"What man of you, having a hundred sheep, if he loses one of them, does not leave the ninety-nine in the wilderness, and go after the one which is lost, until he finds it? And when he has found it, he lays it on his shoulders, rejoicing. And when he comes home, he calls together his friends and neighbors, saying to them, 'Rejoice with me, for I have found my sheep which was lost!'"

Luke 15:4-6

August 27, 2014


There are two very different types of people that I would like to write about in the next couple of weeks. The first, are those who go through life with a sense of entitlement. They feel that they have the right or a just claim to receive or do something. They feel that they deserve preferential treatment, regardless of the situation or whether or not it may put a hardship upon others. Most often, those with this mindset are very self-centered individuals.

Throughout the years, both Jon and myself have dealt with these types of people in business situations; both in the engineering and banking worlds. I suspect these individuals are found in every area of life and work. They expect you to drop what you're doing and jump whenever they snap their fingers and want something. They don't care if you are in over your head with another project or are involved with another customer, they want your undivided attention when they want it, and expect you to immediately drop whatever you're doing at the time to cater to them.

I've also seen this mindset in young people. They feel that they deserve the same pay scale as individuals who hold college degrees and have years of experience. When they get married they expect to have a new house, with new furniture, and all the things that dad and mom have accumulated over many years of marriage. They feel that they are entitled to these things, regardless of whether or not they've worked for it or done anything to prove themselves.

RECORDS SUPPLIED –
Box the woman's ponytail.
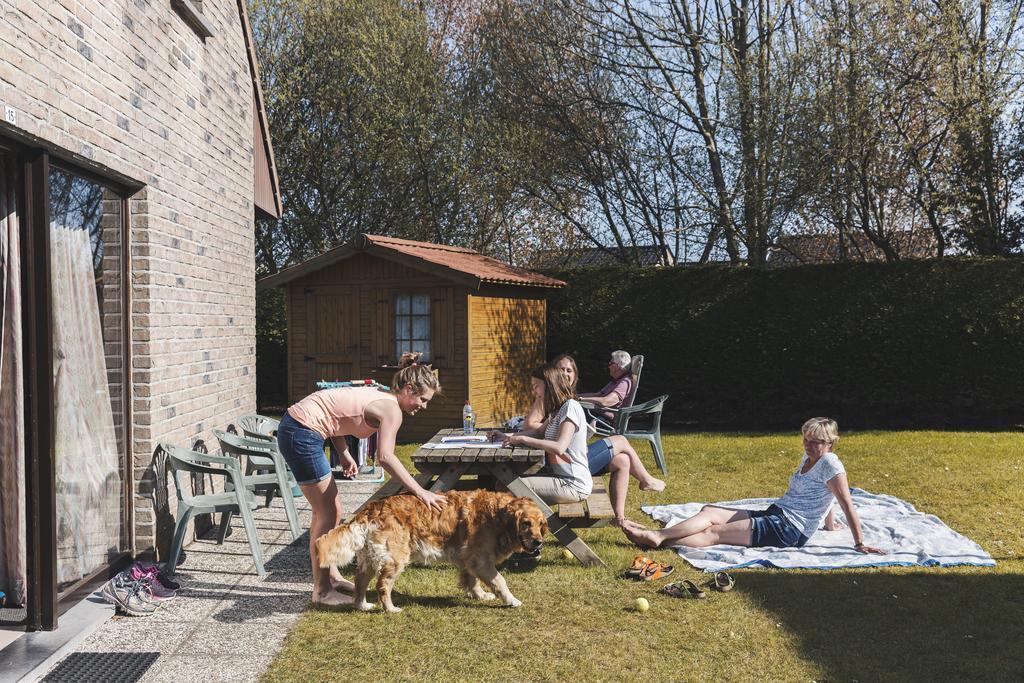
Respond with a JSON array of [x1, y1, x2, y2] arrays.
[[391, 351, 441, 396]]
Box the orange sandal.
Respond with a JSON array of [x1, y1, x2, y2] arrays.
[[640, 562, 676, 581], [624, 555, 652, 579]]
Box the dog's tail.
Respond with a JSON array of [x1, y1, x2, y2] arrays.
[[316, 521, 372, 567]]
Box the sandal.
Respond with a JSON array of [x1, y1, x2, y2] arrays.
[[711, 571, 736, 593], [662, 579, 708, 599], [640, 561, 676, 581], [625, 555, 651, 579]]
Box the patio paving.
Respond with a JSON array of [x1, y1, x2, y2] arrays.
[[37, 483, 380, 683]]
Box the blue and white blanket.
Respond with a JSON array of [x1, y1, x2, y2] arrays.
[[641, 488, 995, 571]]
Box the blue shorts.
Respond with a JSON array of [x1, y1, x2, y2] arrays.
[[749, 503, 807, 548], [587, 438, 612, 474], [278, 413, 331, 486]]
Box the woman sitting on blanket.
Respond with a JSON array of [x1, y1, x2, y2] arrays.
[[503, 354, 665, 526], [623, 418, 886, 555]]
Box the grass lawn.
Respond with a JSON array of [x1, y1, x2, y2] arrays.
[[264, 431, 1024, 682]]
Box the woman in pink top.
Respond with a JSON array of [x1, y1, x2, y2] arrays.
[[278, 353, 445, 605]]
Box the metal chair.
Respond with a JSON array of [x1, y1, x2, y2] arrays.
[[602, 394, 669, 474], [234, 413, 281, 442], [583, 355, 643, 436], [213, 429, 302, 541], [160, 443, 266, 579]]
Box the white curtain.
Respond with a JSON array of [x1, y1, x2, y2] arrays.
[[0, 155, 26, 605], [50, 222, 122, 584]]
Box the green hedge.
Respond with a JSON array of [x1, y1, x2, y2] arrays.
[[548, 258, 1024, 429]]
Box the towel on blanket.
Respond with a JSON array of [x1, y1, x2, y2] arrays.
[[641, 488, 995, 571]]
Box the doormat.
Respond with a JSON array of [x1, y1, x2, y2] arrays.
[[43, 652, 160, 683]]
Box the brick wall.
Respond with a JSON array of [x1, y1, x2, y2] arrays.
[[0, 0, 256, 553]]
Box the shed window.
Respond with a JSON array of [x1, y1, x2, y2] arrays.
[[394, 294, 430, 362]]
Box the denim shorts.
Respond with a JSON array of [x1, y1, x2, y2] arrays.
[[749, 504, 807, 548], [278, 413, 331, 485], [587, 438, 612, 474]]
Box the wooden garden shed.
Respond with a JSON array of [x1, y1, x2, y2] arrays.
[[256, 234, 565, 440]]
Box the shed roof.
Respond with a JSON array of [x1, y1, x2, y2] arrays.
[[256, 233, 565, 292]]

QUESTIONS TO ANSWER –
- 1) According to the text on entitlement, in which two business worlds have the writer and Jon dealt with people who feel entitled?
- 2) Retype the stretch of the text on entitlement from "August 27, 2014" through "very self-centered individuals.".

ANSWERS TO THE PROBLEMS –
- 1) The engineering and banking worlds.

- 2)
August 27, 2014


There are two very different types of people that I would like to write about in the next couple of weeks. The first, are those who go through life with a sense of entitlement. They feel that they have the right or a just claim to receive or do something. They feel that they deserve preferential treatment, regardless of the situation or whether or not it may put a hardship upon others. Most often, those with this mindset are very self-centered individuals.